Instruction ::
Please output the lines below as a Markdown table with two columns, Row and Line, numbering each row and omitting any blank lines.

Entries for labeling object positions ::
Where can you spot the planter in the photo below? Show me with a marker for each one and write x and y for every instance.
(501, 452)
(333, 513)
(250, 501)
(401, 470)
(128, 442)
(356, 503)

Solution for this task ::
| Row | Line |
|---|---|
| 1 | Where can you spot the planter in the photo below? Show me with a marker for each one and write x and y for every instance. |
| 2 | (501, 452) |
| 3 | (333, 513) |
| 4 | (250, 501) |
| 5 | (401, 470) |
| 6 | (128, 442) |
| 7 | (356, 503) |